▶ [DESCRIPTION OF THE TASK]
Check every line of the data and copy the ones where "white" appears.

━━━━━ EXTRACTED DATA

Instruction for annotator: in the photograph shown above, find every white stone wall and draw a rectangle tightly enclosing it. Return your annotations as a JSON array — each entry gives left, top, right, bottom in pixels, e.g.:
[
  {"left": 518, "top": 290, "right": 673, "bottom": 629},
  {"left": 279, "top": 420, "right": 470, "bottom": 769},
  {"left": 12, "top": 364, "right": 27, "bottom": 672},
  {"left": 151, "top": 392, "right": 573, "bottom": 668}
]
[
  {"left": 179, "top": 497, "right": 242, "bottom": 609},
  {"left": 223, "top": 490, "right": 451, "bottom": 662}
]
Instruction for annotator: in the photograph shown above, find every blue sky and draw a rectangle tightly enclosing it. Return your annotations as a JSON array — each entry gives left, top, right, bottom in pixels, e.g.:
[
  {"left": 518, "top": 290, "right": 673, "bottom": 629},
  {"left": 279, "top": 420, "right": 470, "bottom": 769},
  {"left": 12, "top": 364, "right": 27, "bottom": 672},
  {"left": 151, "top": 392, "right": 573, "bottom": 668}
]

━━━━━━━━━━
━━━━━ EXTRACTED DATA

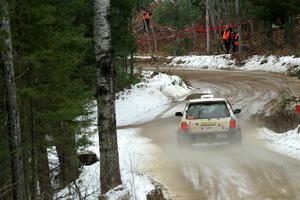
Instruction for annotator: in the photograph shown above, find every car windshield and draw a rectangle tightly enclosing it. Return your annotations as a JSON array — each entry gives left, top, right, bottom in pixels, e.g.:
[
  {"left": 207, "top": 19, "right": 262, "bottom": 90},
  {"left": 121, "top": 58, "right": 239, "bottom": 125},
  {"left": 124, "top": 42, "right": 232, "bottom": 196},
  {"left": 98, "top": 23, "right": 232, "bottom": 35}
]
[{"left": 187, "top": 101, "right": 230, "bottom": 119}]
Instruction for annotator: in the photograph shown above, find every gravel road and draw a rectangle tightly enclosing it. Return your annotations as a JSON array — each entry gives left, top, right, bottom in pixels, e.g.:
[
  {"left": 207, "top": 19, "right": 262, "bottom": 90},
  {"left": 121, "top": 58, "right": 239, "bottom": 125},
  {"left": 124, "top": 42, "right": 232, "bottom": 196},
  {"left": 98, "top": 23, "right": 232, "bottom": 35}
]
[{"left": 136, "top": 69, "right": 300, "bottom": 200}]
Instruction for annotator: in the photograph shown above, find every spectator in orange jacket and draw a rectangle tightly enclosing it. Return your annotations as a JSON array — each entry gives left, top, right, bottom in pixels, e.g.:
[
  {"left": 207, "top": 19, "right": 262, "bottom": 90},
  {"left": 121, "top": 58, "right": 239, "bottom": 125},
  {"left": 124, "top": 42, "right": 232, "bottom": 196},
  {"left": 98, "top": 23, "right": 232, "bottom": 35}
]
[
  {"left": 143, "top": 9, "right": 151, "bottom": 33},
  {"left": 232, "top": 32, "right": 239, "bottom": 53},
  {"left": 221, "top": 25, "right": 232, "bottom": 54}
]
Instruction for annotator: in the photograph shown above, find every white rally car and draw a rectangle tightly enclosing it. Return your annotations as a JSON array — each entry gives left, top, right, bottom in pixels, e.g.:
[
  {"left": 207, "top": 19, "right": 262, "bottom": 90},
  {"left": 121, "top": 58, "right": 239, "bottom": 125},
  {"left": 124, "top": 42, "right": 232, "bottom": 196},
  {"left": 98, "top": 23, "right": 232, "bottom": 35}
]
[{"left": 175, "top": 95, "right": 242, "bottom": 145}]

━━━━━━━━━━

▶ [OUTPUT BELOW]
Instruction for annotator: in the photograph shown above, find every white stone wall and draw a rectangle tightly enclosing it. Return your annotations as a JSON array — each entry gives left, top, right, bottom in pixels, e.g.:
Instruction for annotator: in the photograph shown above, find every white rally car and draw a rectangle tightly enclosing it. Return your annotations as a JSON array — each entry gives left, top, right, bottom in pixels, e.g.:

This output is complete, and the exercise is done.